__Problem to work on__: Every record shown here must be duplicated without change.

:: Data in this exercise ::

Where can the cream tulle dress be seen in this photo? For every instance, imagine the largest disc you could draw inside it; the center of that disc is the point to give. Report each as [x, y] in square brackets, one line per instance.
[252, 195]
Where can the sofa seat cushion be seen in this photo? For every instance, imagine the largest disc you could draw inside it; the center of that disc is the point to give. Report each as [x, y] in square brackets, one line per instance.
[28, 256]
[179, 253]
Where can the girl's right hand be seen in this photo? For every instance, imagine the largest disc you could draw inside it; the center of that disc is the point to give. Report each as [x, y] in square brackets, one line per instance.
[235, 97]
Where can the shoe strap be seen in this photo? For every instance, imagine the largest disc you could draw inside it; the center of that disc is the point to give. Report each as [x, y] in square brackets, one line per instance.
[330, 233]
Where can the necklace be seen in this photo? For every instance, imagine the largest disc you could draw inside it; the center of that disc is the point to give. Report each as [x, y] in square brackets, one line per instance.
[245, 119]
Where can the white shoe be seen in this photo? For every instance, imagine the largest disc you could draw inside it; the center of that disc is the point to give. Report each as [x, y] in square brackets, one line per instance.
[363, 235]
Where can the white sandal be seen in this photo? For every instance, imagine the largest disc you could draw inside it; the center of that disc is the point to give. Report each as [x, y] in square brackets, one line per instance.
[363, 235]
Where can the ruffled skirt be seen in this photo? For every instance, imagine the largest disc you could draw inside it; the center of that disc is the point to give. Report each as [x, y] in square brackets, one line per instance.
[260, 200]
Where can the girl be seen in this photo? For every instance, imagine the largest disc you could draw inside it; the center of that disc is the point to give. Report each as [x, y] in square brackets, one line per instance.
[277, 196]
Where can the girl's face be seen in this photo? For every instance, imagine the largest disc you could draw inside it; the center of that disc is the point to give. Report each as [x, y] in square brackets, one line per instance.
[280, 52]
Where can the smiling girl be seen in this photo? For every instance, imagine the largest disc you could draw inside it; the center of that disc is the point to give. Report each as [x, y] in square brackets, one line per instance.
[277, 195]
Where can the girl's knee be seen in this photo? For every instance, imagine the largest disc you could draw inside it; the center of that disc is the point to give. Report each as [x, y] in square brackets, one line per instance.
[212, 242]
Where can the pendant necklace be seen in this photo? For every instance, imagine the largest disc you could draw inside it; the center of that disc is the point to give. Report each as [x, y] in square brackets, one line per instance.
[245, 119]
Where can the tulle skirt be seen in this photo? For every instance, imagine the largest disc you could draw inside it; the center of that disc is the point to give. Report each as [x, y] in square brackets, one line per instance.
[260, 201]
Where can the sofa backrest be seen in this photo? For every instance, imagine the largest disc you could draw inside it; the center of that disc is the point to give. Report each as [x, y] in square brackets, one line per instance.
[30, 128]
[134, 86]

:::

__Exercise output__:
Where can the cream tulle dress be seen in this photo? For every instance, imagine the largest disc you could draw inside it; the center of that disc is the point to give. Report each as [x, y] in square brackets, one line per instance.
[252, 195]
Where can the sofa seat cushion be seen in this photo? For every instance, imagine the largest disc you could draw inside it; the center of that disc is the point to give. Report each as [x, y] in square brackets, one line per instance.
[28, 256]
[179, 253]
Where can the girl's right hand be seen in this photo? For every instance, imagine the largest disc you could draw inside it; the center of that disc is the point to give. Report each as [x, y] in square brackets, one line per instance.
[235, 97]
Where can the shoe strap be seen in this photo? For every instance, imagine the largest disc you could draw inside it; the center of that disc is the point to give. Report each as [x, y] in square brackets, one line per instance.
[330, 233]
Where can the necklace be seen in this photo? For every instance, imagine the largest disc you could draw inside it; the center of that disc is the point to give. Report each as [x, y] in square brackets, one line per instance.
[245, 119]
Where can the white shoe be seen in this photo? For every instance, imagine the largest disc you could draw inside it; the center of that disc is the point to give. Report each as [x, y] in square brackets, one line per instance.
[363, 235]
Where can the white sandal be seen in this photo? For every instance, imagine the largest disc you could draw inside it; the center of that disc is the point to give. Report each as [x, y] in square brackets, one line per instance.
[363, 235]
Where can the ruffled skirt be seen in this photo? For every instance, imagine the largest disc you could draw inside it; the center of that disc is the point to give. Report each as [x, y] in square brackets, one line per instance.
[260, 200]
Where can the girl be seen in this photo? For every instance, imagine the largest disc you could draw inside it; the center of that disc is the point to give. Report each as [x, y] in square brackets, one line per instance.
[277, 196]
Where can the girl's face be seen in this photo? For every instance, imagine the largest disc you could draw inside it; the center of that disc is the point to give. Report each as [x, y] in square brackets, one line per instance.
[280, 52]
Where can the smiling girl be seen in this photo? For every instance, imagine the largest disc you could draw inside it; the center of that disc is the point to give. Report each as [x, y] in square brackets, one line per instance.
[277, 195]
Where can the girl's knee be seen in this photo? For every instance, imagine the largest disc you could draw inside it; the center of that disc is the point to give. Report each as [x, y] in square brackets, one line per instance.
[212, 242]
Where can the pendant necklace be seen in this photo? For every instance, imagine the largest disc you could draw inside it; the center of that disc is the point to give. Report each as [x, y] in square brackets, one line per instance.
[245, 119]
Where can the tulle skirt be seen in this photo? For every instance, imagine the largest disc you could draw inside it; the center of that disc is the point to give. Report each as [x, y] in square brackets, one line per instance.
[260, 201]
Where can the sofa backrest be seen in this photo? For every instance, imagine the largest disc you could draw inside it; the center of that disc is the point to give. Report each as [x, y] in square brackets, one line per instance.
[30, 128]
[134, 86]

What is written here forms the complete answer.